> _Фрагмент текста_:
• • •
Пушкин среди цыган. Сцена из ромэновского спектакля. Фото ТАСС.
"ПРЕДСКАЗАННАЯ" ДУЭЛЬ.

Вступление Н.Бессонова.




Периодически в той или иной статье, телепередаче или книге всплывает история о гадалке, предсказавшей Пушкину роковую дуэль. Подтекст обычно бывает прост. "От судьбы не уйдёшь". Цыганам эта легенда, естественно, нравится, поскольку из неё видна поразительная прозорливость цыганки, которая заранее угадала приметы Дантеса. Вот оно - доказательство точности цыганских гаданий.
А мы зададимся вопросом. Когда впервые появляется на горизонте информация о пророчестве? Одно дело, если сам Пушкин оставил о нём запись в дневнике. Или кто-то из приятелей записал его рассказ ещё до дуэли. В этом случае перед нами настоящее чудо.
И совсем другое дело, если об удивительной гадалке стали говорить задним числом - уже после того, как Александр Сергеевич получил смертельное ранение. Тогда всей этой истории - грош цена.
• • •
> _Исходные данные_:
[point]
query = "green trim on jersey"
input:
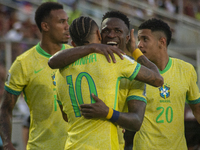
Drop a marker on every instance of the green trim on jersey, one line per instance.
(137, 68)
(136, 98)
(193, 101)
(169, 64)
(45, 54)
(12, 91)
(59, 102)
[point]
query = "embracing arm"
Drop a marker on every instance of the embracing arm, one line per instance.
(68, 56)
(131, 120)
(149, 72)
(149, 76)
(196, 111)
(6, 106)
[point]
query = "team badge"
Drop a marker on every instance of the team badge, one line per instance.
(164, 91)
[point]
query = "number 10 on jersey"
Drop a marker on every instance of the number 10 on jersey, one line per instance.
(76, 93)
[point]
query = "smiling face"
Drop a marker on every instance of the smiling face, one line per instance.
(58, 28)
(115, 32)
(149, 43)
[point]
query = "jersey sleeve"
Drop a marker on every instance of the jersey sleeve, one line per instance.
(129, 67)
(193, 96)
(137, 91)
(16, 79)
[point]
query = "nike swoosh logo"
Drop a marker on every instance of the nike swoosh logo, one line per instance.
(38, 71)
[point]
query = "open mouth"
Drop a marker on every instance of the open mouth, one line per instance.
(112, 43)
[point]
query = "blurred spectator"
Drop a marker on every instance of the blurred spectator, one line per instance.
(192, 130)
(188, 8)
(75, 13)
(197, 13)
(15, 34)
(2, 80)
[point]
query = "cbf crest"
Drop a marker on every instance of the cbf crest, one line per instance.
(164, 91)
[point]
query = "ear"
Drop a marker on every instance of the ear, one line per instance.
(99, 35)
(72, 42)
(44, 26)
(163, 41)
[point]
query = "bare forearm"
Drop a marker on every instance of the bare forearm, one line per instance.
(196, 111)
(129, 121)
(147, 63)
(5, 126)
(6, 107)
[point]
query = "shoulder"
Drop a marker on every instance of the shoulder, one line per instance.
(27, 54)
(182, 66)
(180, 63)
(68, 46)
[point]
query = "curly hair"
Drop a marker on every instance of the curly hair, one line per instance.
(157, 25)
(43, 11)
(80, 30)
(117, 14)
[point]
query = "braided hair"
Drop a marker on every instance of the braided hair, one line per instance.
(43, 11)
(117, 14)
(80, 30)
(157, 25)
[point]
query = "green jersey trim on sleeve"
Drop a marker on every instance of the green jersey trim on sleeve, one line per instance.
(136, 98)
(169, 64)
(12, 91)
(43, 53)
(137, 68)
(59, 102)
(194, 101)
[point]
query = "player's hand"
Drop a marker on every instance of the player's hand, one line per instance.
(109, 51)
(9, 146)
(131, 46)
(96, 110)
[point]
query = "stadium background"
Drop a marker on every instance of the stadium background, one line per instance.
(18, 32)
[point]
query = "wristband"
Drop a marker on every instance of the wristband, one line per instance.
(113, 115)
(110, 113)
(137, 53)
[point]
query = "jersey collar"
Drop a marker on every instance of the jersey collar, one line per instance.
(42, 52)
(169, 64)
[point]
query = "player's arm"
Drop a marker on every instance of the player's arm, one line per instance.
(131, 120)
(196, 111)
(6, 106)
(63, 113)
(149, 72)
(68, 56)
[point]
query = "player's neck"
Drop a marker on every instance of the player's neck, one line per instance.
(50, 47)
(162, 62)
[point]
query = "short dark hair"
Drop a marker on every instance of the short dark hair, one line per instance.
(117, 14)
(157, 25)
(80, 30)
(43, 11)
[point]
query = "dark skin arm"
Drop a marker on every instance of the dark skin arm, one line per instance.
(63, 113)
(196, 111)
(68, 56)
(131, 120)
(148, 72)
(6, 106)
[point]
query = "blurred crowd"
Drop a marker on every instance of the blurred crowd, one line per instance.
(191, 8)
(14, 29)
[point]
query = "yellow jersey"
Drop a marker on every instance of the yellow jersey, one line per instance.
(76, 83)
(163, 124)
(31, 75)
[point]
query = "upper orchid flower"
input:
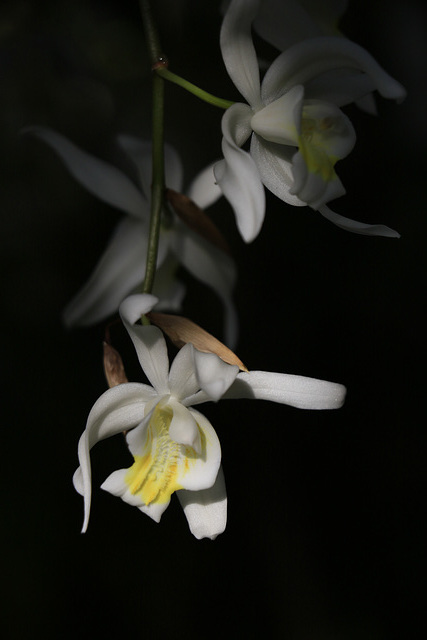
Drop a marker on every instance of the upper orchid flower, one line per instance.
(121, 269)
(297, 129)
(175, 448)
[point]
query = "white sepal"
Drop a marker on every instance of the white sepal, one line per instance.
(296, 391)
(206, 510)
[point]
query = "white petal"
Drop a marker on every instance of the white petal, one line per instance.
(148, 341)
(274, 163)
(309, 59)
(358, 227)
(239, 178)
(203, 469)
(297, 391)
(119, 271)
(212, 267)
(341, 87)
(183, 427)
(280, 121)
(118, 409)
(182, 375)
(140, 152)
(204, 191)
(206, 511)
(238, 50)
(101, 179)
(213, 374)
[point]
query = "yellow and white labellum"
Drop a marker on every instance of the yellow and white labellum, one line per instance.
(173, 448)
(326, 136)
(163, 462)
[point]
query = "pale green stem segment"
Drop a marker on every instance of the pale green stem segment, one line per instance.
(164, 72)
(157, 139)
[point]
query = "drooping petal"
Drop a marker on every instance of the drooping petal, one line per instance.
(212, 267)
(206, 510)
(182, 375)
(311, 58)
(238, 50)
(214, 376)
(238, 175)
(203, 190)
(357, 227)
(140, 152)
(120, 270)
(118, 409)
(148, 341)
(280, 121)
(274, 162)
(296, 391)
(100, 178)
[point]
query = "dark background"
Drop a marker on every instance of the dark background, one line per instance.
(325, 538)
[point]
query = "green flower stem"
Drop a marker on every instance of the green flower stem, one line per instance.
(164, 72)
(157, 140)
(158, 182)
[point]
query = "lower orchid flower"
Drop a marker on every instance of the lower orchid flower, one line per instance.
(294, 121)
(121, 269)
(175, 448)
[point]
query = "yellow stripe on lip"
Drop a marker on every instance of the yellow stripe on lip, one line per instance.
(158, 472)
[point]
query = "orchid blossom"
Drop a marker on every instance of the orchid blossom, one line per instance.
(293, 118)
(175, 448)
(121, 268)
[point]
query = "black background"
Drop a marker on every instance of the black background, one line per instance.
(325, 538)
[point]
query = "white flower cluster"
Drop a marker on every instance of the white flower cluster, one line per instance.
(287, 135)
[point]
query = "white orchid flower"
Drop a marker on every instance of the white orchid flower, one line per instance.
(283, 24)
(175, 448)
(121, 268)
(294, 121)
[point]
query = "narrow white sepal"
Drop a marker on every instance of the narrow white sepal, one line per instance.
(358, 227)
(206, 511)
(296, 391)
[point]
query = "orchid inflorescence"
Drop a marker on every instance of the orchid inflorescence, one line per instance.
(287, 135)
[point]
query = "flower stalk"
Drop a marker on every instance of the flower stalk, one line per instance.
(157, 138)
(165, 73)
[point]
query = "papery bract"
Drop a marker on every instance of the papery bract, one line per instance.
(174, 446)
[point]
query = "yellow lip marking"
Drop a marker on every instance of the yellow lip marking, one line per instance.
• • •
> _Задание_: Переведите на английский язык предложение из текста о предсказанной Пушкину дуэли: «Цыганам эта легенда, естественно, нравится, поскольку из неё видна поразительная прозорливость цыганки, которая заранее угадала приметы Дантеса.» Для работы данные не понадобятся.

> _Решение_: The Roma naturally like this legend, since it shows the remarkable foresight of the Romani woman who guessed Dantès's distinguishing features in advance.